* WHAT THE EXERCISE ASKS:
Copy out the column about litter in full, word for word.

Express assistant news editor and Conservative councillor Mieka Smiles says change is badly needed.
“Even my beloved Middlesbrough isn’t immune!” (Image: Getty )
If there’s one thing my husband and children hate, it’s someone dropping litter. But although I’m certain they find it as lazy and irritating as the next person, that’s not why they roll their eyes and sigh. The real reason is because they know through many years of painful experience precisely what’s coming next…
They know that, however young, old, feeble or scarily muscle-bound the perpetrator is, a Karen-esque challenge from me is imminent. It happened last week, although – thankfully for my family – I was alone. I spotted a bloke shoving empty booze bottles into a hedge. I mean, what, why, how? But despite the risks of confronting a random buff bloke in his 40s with a backpack, the words erupt like word vomit. “Excuse me – can you pick that up please?”
Thankfully, I didn’t go home with said bottle smashed over my head. Instead, I was branded a “busybody” but, hey, he did carry away the bottles and, as a local councillor and journalist, that’s one insult I couldn’t possibly deny.
But I really do take litter seriously. And I bet you do, too. Britain, as you’ve probably noticed, is absolutely drowning in the stuff and I know you’re just as angry as I am. From the cans and plastic bottles caught up in our hedges through to everyone’s least favourite tree decoration: dog poo bags. It’s depressing.

[Stored items from a collection]
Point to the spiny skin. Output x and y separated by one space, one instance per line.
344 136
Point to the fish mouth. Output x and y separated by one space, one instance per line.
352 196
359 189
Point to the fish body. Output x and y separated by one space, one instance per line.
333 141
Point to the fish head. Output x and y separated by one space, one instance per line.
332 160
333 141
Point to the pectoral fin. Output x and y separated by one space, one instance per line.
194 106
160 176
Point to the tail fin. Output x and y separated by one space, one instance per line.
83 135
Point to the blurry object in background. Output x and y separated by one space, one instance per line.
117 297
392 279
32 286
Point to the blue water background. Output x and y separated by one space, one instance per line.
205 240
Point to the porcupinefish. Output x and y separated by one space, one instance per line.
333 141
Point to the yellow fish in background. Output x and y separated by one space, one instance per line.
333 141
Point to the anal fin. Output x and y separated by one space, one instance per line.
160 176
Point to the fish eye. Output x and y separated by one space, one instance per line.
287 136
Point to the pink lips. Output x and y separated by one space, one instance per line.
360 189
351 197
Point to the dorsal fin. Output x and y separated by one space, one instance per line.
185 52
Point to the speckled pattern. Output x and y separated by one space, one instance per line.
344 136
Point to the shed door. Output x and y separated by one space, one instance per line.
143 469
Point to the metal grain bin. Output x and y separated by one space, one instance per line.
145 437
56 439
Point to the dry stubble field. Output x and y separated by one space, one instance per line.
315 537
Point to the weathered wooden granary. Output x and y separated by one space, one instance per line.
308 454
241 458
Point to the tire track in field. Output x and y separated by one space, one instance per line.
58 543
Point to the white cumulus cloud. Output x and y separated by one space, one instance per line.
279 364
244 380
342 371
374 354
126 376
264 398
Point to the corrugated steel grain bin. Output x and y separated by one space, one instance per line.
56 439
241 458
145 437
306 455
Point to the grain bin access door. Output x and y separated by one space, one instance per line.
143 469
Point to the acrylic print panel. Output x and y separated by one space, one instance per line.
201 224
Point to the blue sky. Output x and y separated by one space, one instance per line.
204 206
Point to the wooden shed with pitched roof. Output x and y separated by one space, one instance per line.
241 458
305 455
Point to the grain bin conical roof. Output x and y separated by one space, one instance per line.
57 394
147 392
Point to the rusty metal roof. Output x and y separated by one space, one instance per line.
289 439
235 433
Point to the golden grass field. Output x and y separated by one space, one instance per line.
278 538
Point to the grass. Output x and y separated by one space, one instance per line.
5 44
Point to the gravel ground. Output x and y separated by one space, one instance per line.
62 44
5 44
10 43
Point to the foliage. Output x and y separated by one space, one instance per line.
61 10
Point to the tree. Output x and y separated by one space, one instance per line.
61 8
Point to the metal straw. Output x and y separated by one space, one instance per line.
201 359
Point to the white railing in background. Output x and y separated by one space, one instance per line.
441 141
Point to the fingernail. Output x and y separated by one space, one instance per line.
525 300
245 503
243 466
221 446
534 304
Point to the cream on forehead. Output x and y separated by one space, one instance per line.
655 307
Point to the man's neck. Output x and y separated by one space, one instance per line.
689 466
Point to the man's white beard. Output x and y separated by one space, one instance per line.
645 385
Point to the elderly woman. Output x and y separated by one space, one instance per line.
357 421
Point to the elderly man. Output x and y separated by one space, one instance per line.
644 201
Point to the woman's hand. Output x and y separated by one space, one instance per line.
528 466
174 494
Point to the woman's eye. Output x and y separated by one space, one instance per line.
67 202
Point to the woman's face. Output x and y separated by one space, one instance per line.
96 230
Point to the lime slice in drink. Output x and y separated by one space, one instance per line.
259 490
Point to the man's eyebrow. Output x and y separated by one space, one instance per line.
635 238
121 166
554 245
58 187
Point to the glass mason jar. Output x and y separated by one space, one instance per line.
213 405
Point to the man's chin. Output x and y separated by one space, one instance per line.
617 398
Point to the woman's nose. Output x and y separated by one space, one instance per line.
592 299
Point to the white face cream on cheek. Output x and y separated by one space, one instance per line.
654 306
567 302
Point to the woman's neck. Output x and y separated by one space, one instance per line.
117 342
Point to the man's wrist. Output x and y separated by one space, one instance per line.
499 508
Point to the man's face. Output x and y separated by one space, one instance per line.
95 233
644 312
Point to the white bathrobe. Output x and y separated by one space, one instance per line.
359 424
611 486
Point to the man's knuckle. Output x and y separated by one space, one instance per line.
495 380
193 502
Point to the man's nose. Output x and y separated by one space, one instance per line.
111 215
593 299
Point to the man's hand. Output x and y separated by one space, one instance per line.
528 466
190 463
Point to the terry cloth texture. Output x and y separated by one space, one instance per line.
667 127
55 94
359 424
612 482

* EXERCISE RESULT:
Express assistant news editor and Conservative councillor Mieka Smiles says change is badly needed.
“Even my beloved Middlesbrough isn’t immune!” (Image: Getty )
If there’s one thing my husband and children hate, it’s someone dropping litter. But although I’m certain they find it as lazy and irritating as the next person, that’s not why they roll their eyes and sigh. The real reason is because they know through many years of painful experience precisely what’s coming next…
They know that, however young, old, feeble or scarily muscle-bound the perpetrator is, a Karen-esque challenge from me is imminent. It happened last week, although – thankfully for my family – I was alone. I spotted a bloke shoving empty booze bottles into a hedge. I mean, what, why, how? But despite the risks of confronting a random buff bloke in his 40s with a backpack, the words erupt like word vomit. “Excuse me – can you pick that up please?”
Thankfully, I didn’t go home with said bottle smashed over my head. Instead, I was branded a “busybody” but, hey, he did carry away the bottles and, as a local councillor and journalist, that’s one insult I couldn’t possibly deny.
But I really do take litter seriously. And I bet you do, too. Britain, as you’ve probably noticed, is absolutely drowning in the stuff and I know you’re just as angry as I am. From the cans and plastic bottles caught up in our hedges through to everyone’s least favourite tree decoration: dog poo bags. It’s depressing.